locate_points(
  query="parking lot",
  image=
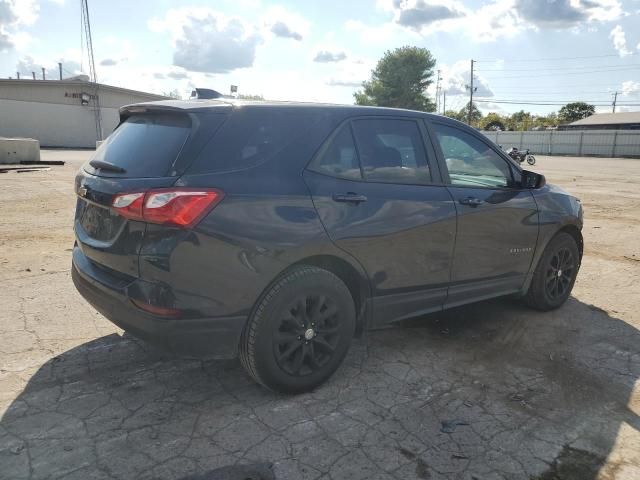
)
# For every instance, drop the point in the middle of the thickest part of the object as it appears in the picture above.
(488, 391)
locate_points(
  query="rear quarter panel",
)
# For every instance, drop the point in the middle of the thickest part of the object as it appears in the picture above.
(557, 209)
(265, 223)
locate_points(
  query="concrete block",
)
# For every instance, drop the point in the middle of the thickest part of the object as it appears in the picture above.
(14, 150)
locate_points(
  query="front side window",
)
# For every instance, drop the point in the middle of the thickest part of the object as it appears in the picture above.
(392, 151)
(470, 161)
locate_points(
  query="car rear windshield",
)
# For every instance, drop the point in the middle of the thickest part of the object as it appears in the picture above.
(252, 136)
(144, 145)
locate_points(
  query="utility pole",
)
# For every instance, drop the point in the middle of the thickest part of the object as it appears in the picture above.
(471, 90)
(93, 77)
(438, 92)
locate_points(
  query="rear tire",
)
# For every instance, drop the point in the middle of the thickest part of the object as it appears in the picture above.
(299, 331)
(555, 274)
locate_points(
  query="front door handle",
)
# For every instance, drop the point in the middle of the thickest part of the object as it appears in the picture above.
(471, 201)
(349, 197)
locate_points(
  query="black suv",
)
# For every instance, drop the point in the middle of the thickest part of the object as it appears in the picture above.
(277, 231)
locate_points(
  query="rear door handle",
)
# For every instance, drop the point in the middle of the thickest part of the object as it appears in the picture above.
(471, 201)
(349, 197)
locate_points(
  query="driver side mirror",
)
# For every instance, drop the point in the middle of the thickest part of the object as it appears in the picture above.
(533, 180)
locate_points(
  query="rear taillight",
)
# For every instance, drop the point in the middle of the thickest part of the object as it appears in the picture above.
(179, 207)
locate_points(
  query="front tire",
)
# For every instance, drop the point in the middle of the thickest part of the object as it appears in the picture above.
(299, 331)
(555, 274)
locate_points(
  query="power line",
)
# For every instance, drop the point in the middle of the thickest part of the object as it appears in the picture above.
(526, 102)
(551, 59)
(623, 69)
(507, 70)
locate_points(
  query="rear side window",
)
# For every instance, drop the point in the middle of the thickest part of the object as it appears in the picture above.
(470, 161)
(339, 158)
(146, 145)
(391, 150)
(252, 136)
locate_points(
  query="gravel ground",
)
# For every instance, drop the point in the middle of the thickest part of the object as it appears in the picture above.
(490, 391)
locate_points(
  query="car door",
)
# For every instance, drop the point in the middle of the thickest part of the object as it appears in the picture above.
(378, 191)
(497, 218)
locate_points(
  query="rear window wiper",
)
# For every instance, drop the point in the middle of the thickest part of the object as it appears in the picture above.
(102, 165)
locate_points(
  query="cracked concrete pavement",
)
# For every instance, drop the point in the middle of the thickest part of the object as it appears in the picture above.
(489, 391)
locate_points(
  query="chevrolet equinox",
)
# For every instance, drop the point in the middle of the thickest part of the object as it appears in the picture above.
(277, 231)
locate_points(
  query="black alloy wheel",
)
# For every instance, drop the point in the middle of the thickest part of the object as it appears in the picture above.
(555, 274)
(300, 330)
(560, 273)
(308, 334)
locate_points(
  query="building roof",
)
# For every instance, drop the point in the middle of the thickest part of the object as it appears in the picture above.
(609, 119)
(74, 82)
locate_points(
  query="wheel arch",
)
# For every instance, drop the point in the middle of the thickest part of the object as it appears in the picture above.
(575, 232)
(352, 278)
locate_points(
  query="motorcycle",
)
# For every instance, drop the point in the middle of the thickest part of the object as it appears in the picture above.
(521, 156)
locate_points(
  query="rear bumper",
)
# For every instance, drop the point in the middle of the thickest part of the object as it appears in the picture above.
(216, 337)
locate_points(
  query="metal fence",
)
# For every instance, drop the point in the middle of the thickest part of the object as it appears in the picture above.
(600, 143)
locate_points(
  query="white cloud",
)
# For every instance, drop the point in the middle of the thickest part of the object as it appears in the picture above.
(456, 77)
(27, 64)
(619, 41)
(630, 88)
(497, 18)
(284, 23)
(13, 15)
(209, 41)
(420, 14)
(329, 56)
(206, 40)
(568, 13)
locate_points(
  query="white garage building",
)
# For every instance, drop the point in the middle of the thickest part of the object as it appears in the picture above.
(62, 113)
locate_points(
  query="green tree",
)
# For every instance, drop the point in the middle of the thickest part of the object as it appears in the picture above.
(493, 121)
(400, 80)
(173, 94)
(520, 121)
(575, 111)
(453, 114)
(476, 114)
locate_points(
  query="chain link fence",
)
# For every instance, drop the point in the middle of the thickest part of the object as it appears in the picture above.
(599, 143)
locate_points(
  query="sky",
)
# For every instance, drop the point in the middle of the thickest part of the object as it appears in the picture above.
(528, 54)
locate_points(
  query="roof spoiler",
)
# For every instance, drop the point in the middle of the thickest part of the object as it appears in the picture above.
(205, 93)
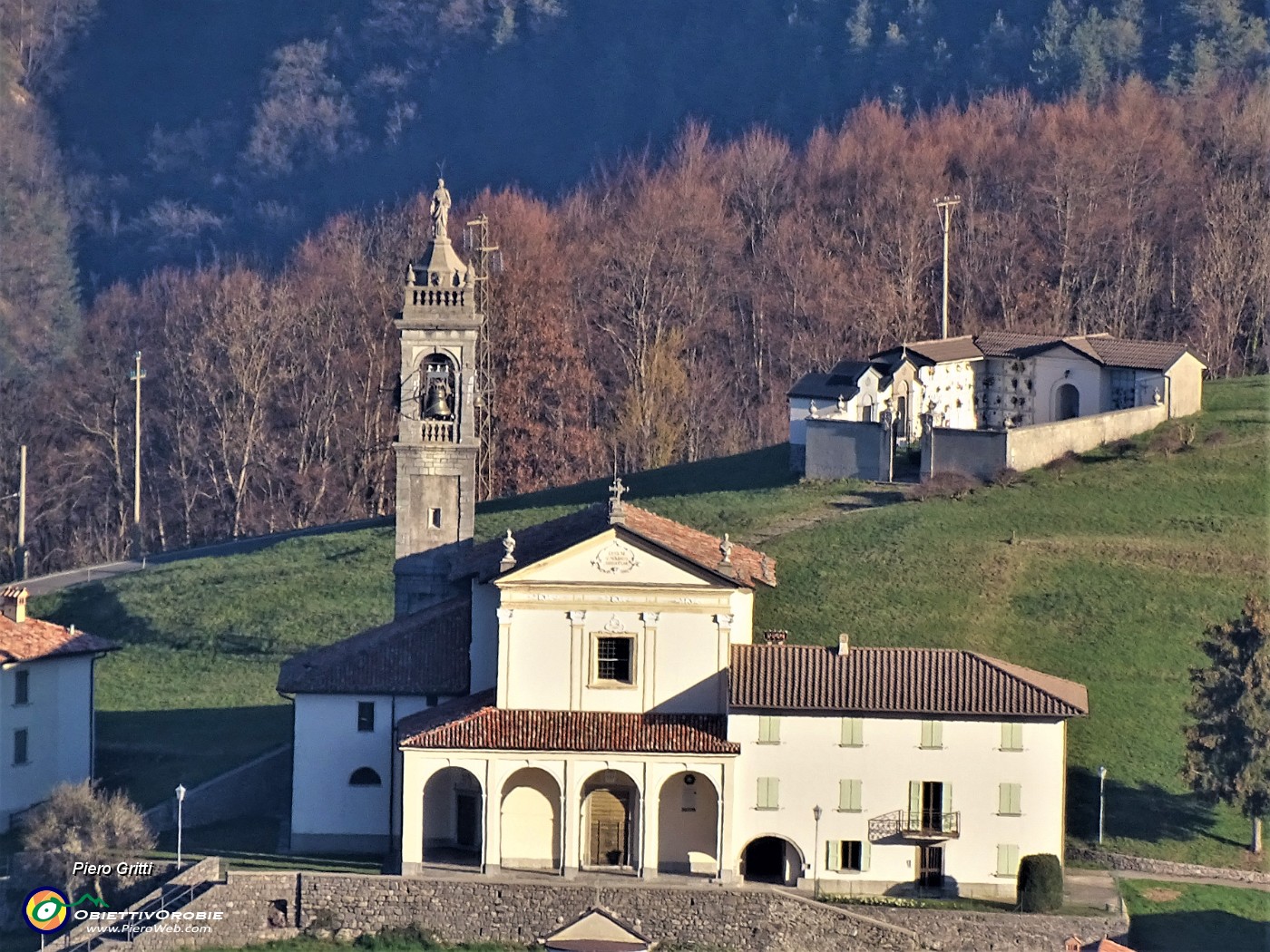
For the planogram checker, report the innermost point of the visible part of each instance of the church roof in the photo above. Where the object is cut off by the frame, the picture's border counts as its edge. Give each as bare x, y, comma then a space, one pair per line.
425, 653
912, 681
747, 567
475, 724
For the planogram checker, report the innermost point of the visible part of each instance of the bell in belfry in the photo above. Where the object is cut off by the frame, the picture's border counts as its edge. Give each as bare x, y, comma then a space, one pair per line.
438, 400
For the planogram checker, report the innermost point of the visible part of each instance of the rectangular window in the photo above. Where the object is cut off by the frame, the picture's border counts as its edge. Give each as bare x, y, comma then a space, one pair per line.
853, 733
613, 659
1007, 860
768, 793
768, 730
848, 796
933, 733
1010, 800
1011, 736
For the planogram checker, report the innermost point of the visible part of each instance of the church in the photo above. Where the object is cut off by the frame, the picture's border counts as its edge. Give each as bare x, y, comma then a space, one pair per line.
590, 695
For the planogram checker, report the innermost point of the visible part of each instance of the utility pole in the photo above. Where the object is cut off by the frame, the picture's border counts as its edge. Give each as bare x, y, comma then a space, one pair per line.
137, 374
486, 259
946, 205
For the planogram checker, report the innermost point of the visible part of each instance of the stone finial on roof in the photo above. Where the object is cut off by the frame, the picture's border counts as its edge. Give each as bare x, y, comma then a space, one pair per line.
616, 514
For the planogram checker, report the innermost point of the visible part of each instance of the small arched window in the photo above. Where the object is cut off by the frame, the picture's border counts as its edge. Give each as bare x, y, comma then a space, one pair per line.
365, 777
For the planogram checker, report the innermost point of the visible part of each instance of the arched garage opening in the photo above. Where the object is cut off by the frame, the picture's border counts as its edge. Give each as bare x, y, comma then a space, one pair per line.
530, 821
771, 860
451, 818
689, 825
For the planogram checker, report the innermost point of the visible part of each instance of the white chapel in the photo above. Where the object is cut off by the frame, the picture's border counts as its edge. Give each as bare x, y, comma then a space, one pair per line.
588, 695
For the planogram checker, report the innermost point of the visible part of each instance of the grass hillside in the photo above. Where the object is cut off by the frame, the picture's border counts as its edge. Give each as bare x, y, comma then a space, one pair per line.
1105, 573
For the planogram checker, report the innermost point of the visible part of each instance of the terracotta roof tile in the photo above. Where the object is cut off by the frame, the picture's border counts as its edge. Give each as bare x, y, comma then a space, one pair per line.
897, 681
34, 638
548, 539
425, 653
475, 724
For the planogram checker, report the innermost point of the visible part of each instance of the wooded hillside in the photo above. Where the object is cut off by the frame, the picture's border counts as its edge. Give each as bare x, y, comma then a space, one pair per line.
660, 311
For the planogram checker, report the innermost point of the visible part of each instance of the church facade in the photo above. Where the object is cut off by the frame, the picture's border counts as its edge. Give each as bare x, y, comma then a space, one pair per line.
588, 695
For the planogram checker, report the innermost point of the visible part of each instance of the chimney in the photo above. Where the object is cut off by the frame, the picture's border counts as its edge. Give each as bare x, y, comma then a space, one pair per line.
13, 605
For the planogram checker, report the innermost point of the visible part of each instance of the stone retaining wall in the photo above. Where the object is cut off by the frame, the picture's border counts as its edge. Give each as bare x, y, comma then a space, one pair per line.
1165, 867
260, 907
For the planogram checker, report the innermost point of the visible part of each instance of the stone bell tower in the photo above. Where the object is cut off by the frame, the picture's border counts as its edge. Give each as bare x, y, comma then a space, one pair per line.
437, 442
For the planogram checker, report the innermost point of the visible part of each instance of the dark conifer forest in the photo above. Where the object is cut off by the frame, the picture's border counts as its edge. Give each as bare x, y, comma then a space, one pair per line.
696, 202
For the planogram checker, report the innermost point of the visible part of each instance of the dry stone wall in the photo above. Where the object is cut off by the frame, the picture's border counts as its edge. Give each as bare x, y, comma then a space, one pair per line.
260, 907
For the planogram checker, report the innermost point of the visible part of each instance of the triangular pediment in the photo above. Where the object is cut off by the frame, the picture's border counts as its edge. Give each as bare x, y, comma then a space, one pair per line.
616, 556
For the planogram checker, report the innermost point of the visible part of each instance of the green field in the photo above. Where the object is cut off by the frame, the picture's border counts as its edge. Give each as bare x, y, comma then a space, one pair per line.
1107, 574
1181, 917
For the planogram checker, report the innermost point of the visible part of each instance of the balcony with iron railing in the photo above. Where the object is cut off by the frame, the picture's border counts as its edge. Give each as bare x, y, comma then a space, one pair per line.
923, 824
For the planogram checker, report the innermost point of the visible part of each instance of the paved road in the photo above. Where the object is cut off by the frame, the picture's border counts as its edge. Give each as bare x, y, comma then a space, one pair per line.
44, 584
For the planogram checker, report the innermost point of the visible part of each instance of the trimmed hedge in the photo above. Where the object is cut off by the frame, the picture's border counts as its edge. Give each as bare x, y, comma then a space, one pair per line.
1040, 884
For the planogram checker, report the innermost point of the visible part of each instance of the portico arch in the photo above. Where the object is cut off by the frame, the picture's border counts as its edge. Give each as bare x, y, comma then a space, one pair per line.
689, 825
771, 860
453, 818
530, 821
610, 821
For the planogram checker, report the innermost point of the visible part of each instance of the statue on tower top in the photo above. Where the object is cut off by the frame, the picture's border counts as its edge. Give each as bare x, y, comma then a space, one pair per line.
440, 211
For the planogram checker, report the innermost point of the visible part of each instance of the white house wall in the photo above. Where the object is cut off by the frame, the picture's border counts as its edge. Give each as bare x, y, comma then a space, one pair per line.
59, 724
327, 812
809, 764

+ + + +

- _What you need to do_
Determine how many lines of the listing contain the string "fence", and give only the number.

- _Written solution_
2